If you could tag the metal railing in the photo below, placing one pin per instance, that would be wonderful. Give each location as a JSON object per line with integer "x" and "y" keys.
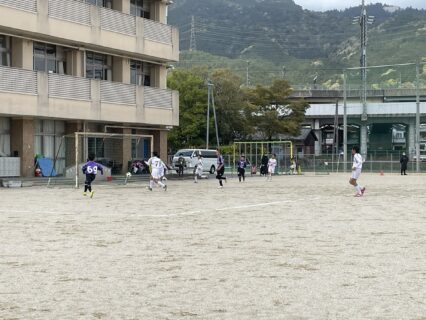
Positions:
{"x": 73, "y": 11}
{"x": 27, "y": 5}
{"x": 157, "y": 31}
{"x": 116, "y": 92}
{"x": 69, "y": 87}
{"x": 157, "y": 98}
{"x": 18, "y": 80}
{"x": 325, "y": 164}
{"x": 116, "y": 21}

***

Activity - An exact copy of the listing is needed, minus its pictures.

Answer for the task -
If you could tag the metal railing in the photo below, placing one pin per instance, that would be wonderful. Give each location as a JSON object per line with integer "x" and "y" keys.
Positions:
{"x": 73, "y": 11}
{"x": 27, "y": 5}
{"x": 157, "y": 31}
{"x": 116, "y": 92}
{"x": 69, "y": 87}
{"x": 157, "y": 98}
{"x": 18, "y": 80}
{"x": 325, "y": 164}
{"x": 116, "y": 21}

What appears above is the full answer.